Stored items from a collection
· · ·

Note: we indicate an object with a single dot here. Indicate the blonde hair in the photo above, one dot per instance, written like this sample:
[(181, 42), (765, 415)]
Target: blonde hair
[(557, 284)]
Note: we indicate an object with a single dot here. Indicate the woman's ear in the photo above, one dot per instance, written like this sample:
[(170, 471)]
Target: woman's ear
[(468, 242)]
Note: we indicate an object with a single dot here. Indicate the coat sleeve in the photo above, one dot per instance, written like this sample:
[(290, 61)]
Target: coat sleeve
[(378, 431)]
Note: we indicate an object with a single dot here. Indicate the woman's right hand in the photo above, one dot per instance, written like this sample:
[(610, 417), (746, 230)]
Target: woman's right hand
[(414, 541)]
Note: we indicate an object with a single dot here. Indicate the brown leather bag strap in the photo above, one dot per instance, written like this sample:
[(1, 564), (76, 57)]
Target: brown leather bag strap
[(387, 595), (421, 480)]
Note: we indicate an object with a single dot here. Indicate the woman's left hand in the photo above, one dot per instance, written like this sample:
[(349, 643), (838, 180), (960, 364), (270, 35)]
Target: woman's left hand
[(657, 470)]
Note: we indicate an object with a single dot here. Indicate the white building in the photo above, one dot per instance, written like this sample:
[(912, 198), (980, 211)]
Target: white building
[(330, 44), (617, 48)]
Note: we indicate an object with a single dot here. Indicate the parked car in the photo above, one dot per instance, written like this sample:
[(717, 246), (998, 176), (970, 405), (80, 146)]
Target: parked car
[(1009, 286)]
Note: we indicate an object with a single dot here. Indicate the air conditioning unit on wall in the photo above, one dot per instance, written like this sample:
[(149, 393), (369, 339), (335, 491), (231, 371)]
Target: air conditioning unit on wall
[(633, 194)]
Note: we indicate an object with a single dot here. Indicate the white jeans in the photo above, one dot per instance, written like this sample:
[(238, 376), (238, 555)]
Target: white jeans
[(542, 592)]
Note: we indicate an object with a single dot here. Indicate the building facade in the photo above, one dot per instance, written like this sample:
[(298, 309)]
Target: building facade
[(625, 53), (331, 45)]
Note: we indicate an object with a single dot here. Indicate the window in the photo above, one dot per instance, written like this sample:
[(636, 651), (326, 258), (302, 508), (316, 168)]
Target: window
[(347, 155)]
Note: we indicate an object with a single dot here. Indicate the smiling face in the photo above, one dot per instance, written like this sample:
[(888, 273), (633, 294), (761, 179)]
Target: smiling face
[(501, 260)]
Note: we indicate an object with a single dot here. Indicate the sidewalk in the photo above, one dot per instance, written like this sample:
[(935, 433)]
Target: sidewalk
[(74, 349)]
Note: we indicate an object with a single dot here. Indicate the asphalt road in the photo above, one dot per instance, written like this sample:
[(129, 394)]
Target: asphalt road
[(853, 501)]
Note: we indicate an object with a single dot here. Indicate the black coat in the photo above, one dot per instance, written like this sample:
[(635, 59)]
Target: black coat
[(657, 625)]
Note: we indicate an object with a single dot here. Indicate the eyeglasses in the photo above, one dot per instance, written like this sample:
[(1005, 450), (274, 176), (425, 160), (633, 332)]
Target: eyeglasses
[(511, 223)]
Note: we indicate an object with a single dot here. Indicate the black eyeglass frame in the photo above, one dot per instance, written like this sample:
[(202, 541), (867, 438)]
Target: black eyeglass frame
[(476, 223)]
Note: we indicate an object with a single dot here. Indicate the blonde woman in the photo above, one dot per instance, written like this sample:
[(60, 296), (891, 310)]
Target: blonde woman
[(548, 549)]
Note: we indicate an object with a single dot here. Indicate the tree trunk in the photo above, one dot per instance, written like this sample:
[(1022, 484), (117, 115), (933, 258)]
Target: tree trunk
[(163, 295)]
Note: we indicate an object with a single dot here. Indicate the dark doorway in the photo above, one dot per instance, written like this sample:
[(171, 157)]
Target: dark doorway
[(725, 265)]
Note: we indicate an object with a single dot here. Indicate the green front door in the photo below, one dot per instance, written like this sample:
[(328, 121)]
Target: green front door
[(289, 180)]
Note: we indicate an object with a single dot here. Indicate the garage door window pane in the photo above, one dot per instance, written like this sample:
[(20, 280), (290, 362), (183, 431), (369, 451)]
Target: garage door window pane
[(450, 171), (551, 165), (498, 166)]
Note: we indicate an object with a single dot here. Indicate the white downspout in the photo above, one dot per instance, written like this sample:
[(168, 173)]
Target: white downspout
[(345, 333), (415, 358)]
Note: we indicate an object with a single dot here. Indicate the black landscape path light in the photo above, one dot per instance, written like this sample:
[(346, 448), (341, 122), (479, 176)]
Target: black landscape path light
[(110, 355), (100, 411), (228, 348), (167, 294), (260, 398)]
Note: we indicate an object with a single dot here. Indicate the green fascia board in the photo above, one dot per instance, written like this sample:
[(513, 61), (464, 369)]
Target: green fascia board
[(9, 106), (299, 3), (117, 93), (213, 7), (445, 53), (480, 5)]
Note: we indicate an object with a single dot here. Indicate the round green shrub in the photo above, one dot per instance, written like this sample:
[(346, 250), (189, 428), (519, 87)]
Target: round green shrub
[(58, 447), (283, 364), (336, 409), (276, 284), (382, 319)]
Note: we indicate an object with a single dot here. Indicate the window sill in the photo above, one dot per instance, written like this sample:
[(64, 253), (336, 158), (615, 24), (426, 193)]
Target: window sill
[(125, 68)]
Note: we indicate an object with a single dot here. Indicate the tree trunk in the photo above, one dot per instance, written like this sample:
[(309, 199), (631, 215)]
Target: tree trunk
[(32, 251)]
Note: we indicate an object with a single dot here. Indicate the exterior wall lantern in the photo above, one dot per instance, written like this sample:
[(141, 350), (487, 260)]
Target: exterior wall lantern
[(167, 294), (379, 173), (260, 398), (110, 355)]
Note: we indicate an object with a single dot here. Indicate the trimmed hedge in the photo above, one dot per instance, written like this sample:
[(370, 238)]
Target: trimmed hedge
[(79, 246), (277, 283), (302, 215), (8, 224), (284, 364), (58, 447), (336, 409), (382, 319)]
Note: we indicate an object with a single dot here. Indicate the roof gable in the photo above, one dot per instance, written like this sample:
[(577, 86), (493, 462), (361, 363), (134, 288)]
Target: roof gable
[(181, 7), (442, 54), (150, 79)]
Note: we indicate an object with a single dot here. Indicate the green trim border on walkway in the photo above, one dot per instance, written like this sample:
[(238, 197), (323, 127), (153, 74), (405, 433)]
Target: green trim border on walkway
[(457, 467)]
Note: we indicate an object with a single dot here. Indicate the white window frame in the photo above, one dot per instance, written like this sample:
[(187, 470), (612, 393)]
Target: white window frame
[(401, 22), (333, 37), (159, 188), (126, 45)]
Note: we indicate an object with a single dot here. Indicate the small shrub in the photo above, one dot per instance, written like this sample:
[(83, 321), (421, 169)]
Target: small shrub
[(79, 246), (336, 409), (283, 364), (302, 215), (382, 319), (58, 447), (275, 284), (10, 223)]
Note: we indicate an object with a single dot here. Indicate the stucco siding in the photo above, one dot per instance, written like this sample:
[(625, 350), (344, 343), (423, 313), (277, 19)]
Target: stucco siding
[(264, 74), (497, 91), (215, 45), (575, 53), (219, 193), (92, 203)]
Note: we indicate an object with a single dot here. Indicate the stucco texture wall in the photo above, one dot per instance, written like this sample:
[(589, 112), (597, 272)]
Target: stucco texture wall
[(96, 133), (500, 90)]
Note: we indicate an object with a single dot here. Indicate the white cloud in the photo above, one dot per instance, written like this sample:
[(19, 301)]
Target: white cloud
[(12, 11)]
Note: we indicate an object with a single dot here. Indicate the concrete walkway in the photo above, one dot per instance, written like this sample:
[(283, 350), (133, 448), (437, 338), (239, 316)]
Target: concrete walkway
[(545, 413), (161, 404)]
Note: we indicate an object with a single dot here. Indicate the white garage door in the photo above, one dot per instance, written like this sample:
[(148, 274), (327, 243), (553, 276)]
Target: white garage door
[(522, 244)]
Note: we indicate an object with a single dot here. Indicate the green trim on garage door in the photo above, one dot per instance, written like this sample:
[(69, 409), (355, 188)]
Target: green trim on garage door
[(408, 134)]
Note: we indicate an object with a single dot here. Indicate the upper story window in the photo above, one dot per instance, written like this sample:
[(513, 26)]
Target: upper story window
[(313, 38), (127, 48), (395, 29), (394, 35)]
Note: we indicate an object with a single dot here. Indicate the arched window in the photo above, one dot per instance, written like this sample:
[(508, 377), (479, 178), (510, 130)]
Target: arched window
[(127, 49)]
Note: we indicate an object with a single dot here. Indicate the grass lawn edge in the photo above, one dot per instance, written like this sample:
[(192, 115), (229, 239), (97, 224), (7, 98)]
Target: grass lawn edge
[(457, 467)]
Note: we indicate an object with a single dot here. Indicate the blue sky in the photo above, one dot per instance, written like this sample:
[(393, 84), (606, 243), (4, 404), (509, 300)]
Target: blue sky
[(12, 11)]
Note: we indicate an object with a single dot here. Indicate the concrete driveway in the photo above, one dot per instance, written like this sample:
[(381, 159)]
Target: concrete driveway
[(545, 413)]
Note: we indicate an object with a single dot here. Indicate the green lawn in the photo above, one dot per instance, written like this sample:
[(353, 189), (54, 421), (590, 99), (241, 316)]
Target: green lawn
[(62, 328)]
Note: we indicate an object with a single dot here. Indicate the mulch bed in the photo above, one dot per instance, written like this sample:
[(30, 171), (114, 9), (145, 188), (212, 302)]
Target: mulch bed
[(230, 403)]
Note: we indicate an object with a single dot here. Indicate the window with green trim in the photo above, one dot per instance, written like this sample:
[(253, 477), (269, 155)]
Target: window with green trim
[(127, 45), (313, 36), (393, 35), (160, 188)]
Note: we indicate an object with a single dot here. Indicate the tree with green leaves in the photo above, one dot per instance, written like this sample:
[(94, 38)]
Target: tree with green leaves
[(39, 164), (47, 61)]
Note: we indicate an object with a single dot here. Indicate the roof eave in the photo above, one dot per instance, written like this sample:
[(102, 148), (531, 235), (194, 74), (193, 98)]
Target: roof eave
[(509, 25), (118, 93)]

· · ·

Print, unchanged, the part of the rows above that opens with the line containing "the white window" and closes with the line containing "284), (10, 223)]", including both of those lines.

Note: we indicate an object with a single dot here. Indicate the white window frame in the photo above, one dot per instance, written like this sample:
[(187, 470), (612, 393)]
Target: white window frame
[(401, 22), (333, 37), (159, 188), (126, 45)]
Note: we indicate an object with a single dot here. Indicate the small shrub in the photo above, one dot per instance, written like this sample:
[(83, 321), (421, 169)]
Target: small shrub
[(79, 246), (336, 409), (283, 364), (302, 215), (382, 319), (58, 447), (275, 284), (10, 223)]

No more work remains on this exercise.